:: Source ::
══════

# Coast Guard starts hunt for new helicopters



## The Bread Guy (28 Aug 2012)

> The Honourable Keith Ashfield, Minister of Fisheries and Oceans, and the Honourable Rona Ambrose, Minister of Public Works and Government Services, today announced that the Government of Canada is setting the stage for the purchase of new helicopters for the Canadian Coast Guard.
> 
> A Letter of Interest to invite aerospace representatives to an Industry Day has been posted on MERX, the government’s contracting website, in order to begin engaging potential contractors in the procurement process. In line with other major federal procurement projects, the Canadian Coast Guard will work with Public Works and Government Services Canada to engage industry early and often throughout the procurement process.
> 
> ...


DFO Info-machine, 20 Aug 12

Initial Letter of Interest via MERX (also attached if link doesn't work) - initial bid documents here
Latest update to bid documents, with a bit more detail (dates, places) about industry "engagement" here


----------



## The Bread Guy (17 Sep 2012)

.... here:





> Canada's plans to modernise its coastguard's ageing helicopter fleet have attracted the initial interest of five rotorcraft manufacturers, including the industry's four biggest airframers.
> 
> The country wants to purchase 16 light and eight medium helicopters alongside "at least one" flight simulator over the next five years.

══════

:: Records ::
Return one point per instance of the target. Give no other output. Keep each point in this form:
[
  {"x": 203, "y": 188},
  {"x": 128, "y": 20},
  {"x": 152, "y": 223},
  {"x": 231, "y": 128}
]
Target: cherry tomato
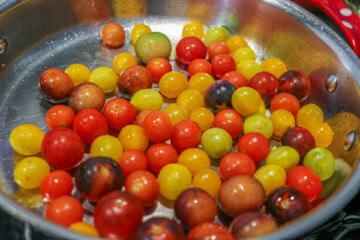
[
  {"x": 195, "y": 160},
  {"x": 144, "y": 186},
  {"x": 190, "y": 48},
  {"x": 64, "y": 210},
  {"x": 222, "y": 64},
  {"x": 133, "y": 137},
  {"x": 186, "y": 134},
  {"x": 90, "y": 124},
  {"x": 235, "y": 164},
  {"x": 157, "y": 126},
  {"x": 113, "y": 35},
  {"x": 304, "y": 179},
  {"x": 56, "y": 184},
  {"x": 236, "y": 78},
  {"x": 29, "y": 172},
  {"x": 26, "y": 139},
  {"x": 59, "y": 116},
  {"x": 158, "y": 67},
  {"x": 119, "y": 112},
  {"x": 64, "y": 141},
  {"x": 255, "y": 145},
  {"x": 285, "y": 101},
  {"x": 133, "y": 160},
  {"x": 230, "y": 121},
  {"x": 159, "y": 155},
  {"x": 199, "y": 65}
]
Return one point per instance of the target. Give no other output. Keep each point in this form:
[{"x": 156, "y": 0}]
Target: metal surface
[{"x": 44, "y": 34}]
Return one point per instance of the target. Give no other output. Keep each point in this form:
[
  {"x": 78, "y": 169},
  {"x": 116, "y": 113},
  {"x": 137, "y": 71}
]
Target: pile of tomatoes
[{"x": 203, "y": 141}]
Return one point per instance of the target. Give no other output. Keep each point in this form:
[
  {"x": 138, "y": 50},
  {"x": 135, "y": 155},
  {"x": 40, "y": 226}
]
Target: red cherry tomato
[
  {"x": 199, "y": 65},
  {"x": 59, "y": 116},
  {"x": 159, "y": 155},
  {"x": 222, "y": 64},
  {"x": 90, "y": 124},
  {"x": 119, "y": 112},
  {"x": 230, "y": 121},
  {"x": 304, "y": 179},
  {"x": 56, "y": 184},
  {"x": 132, "y": 160},
  {"x": 218, "y": 47},
  {"x": 65, "y": 211},
  {"x": 157, "y": 126},
  {"x": 62, "y": 148},
  {"x": 158, "y": 67},
  {"x": 236, "y": 78},
  {"x": 255, "y": 145},
  {"x": 186, "y": 134},
  {"x": 235, "y": 164},
  {"x": 190, "y": 48},
  {"x": 285, "y": 101},
  {"x": 144, "y": 186}
]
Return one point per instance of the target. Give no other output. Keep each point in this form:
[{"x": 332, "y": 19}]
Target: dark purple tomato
[
  {"x": 252, "y": 224},
  {"x": 194, "y": 206},
  {"x": 295, "y": 83},
  {"x": 218, "y": 95},
  {"x": 98, "y": 176},
  {"x": 266, "y": 84},
  {"x": 287, "y": 203},
  {"x": 134, "y": 79},
  {"x": 300, "y": 139},
  {"x": 159, "y": 228}
]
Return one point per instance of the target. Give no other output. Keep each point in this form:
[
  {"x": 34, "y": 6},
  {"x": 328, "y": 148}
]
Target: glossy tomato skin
[
  {"x": 62, "y": 148},
  {"x": 186, "y": 134},
  {"x": 255, "y": 145},
  {"x": 90, "y": 124},
  {"x": 65, "y": 211},
  {"x": 266, "y": 84},
  {"x": 119, "y": 112},
  {"x": 222, "y": 64},
  {"x": 56, "y": 184},
  {"x": 97, "y": 177},
  {"x": 143, "y": 185},
  {"x": 229, "y": 120},
  {"x": 159, "y": 155},
  {"x": 159, "y": 228},
  {"x": 304, "y": 179},
  {"x": 209, "y": 230},
  {"x": 190, "y": 48},
  {"x": 117, "y": 215},
  {"x": 157, "y": 126}
]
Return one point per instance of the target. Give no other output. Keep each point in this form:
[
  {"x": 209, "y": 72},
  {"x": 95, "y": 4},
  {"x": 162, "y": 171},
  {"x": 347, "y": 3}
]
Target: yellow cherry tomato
[
  {"x": 84, "y": 228},
  {"x": 207, "y": 180},
  {"x": 105, "y": 78},
  {"x": 236, "y": 42},
  {"x": 106, "y": 146},
  {"x": 123, "y": 61},
  {"x": 274, "y": 66},
  {"x": 26, "y": 139},
  {"x": 195, "y": 160},
  {"x": 177, "y": 113},
  {"x": 190, "y": 99},
  {"x": 79, "y": 73},
  {"x": 201, "y": 82},
  {"x": 138, "y": 31},
  {"x": 173, "y": 179},
  {"x": 271, "y": 176},
  {"x": 133, "y": 137},
  {"x": 29, "y": 172},
  {"x": 202, "y": 116},
  {"x": 193, "y": 29}
]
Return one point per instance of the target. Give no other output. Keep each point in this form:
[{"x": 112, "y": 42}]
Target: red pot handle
[{"x": 345, "y": 19}]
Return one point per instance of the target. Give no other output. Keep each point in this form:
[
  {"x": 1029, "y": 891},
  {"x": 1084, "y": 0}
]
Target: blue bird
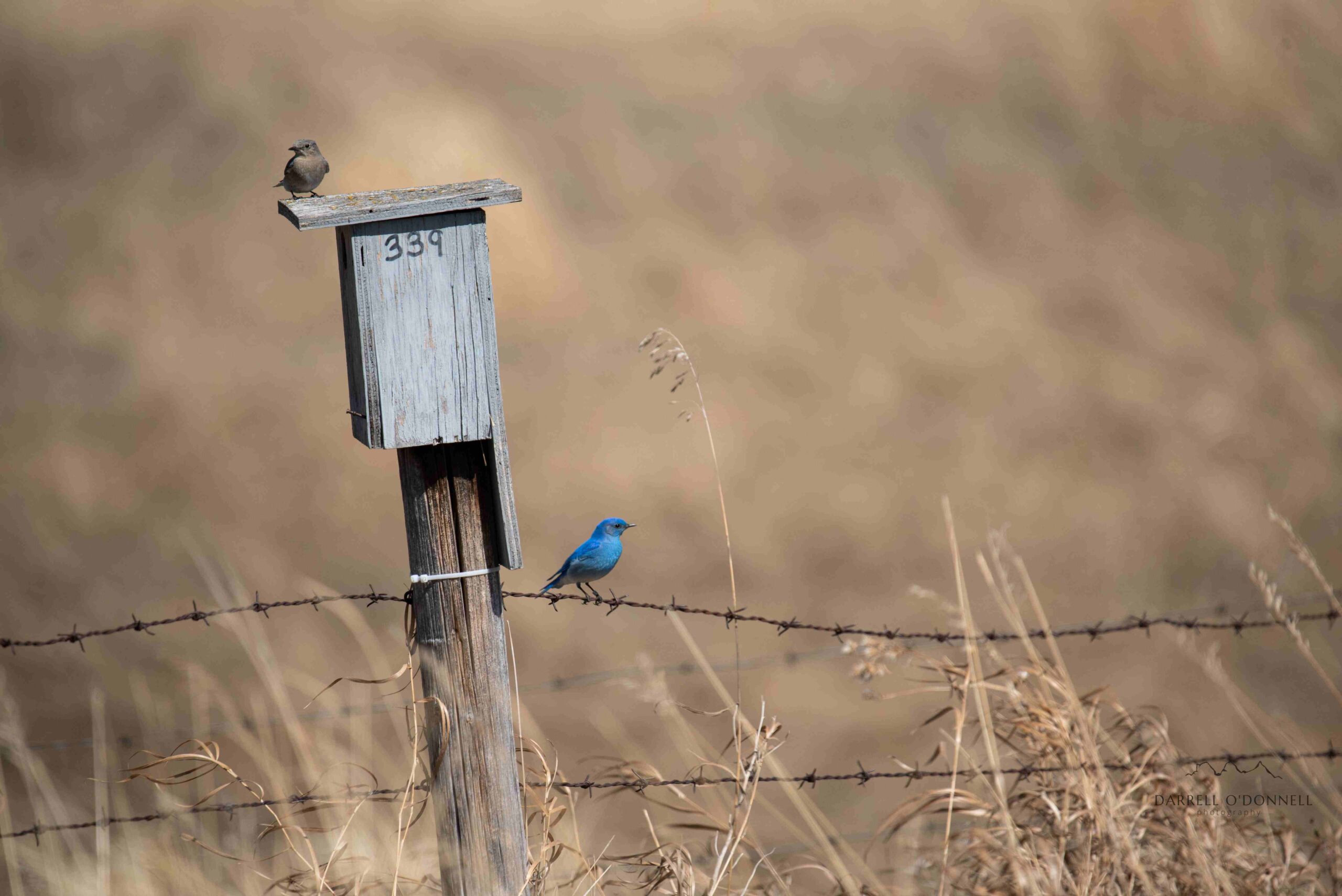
[{"x": 593, "y": 558}]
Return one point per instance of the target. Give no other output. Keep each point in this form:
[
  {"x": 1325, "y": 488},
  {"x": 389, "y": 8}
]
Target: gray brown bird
[{"x": 305, "y": 171}]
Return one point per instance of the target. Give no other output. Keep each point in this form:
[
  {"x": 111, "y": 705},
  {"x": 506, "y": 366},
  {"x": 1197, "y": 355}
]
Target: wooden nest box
[{"x": 419, "y": 321}]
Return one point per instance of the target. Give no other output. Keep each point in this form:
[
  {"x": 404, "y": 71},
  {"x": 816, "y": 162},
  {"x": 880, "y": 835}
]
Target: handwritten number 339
[{"x": 415, "y": 244}]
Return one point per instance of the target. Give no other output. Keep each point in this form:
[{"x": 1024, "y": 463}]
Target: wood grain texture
[
  {"x": 449, "y": 501},
  {"x": 379, "y": 206},
  {"x": 426, "y": 329},
  {"x": 420, "y": 344},
  {"x": 359, "y": 391}
]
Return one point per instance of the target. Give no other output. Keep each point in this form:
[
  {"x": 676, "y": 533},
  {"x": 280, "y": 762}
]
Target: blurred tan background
[{"x": 1072, "y": 265}]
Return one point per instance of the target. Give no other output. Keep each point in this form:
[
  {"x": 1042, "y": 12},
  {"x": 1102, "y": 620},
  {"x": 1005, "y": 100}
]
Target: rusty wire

══════

:: Problems ::
1. In the thread about the Coast Guard helicopter hunt, how many light and medium helicopters does Canada want to buy?
2. Write the next part of the thread about the Coast Guard's search for new helicopters, starting after its last sentence.

:: Responses to the exercise ::
1. Sixteen light and eight medium helicopters.

2.
> 
> ...


----------



## MarkOttawa (26 Jun 2013)

At _Defense Industry Daily_:



> Ring My Bell: New Helicopters for Canada’s Coast Guard
> 
> In fall 2012, the Canadian government began planning in earnest to replace its current fleet of Coast Guard helicopters: 14 MBB Bo-105s and 3 Bell 206L LongRangers at the light end, supported by 6 Bell 212 twin-Hueys. The replacement buy has been structured as 2 competitions: one for 16 light helicopters, and one for 4-8 ‘medium’ helicopters. A 3rd buy may add 2-3 different helicopters for use aboard Canada’s new Icebreaker after 2017.
> 
> Unfortunately, the competition has followed the same template as almost every major Canadian defense buy over the last decade: a show of competition, masking a pre-selected winner. That has become a political issue in Canada, now that the government has announced its intent to sole-source a light helicopter award worth up to C$ 1 billion over 20 years...


http://www.defenseindustrydaily.com/ring-my-bell-new-helicopters-for-canadas-coast-guard-014679/

Mark
Ottawa


----------



## Colin Parkinson (27 Jun 2013)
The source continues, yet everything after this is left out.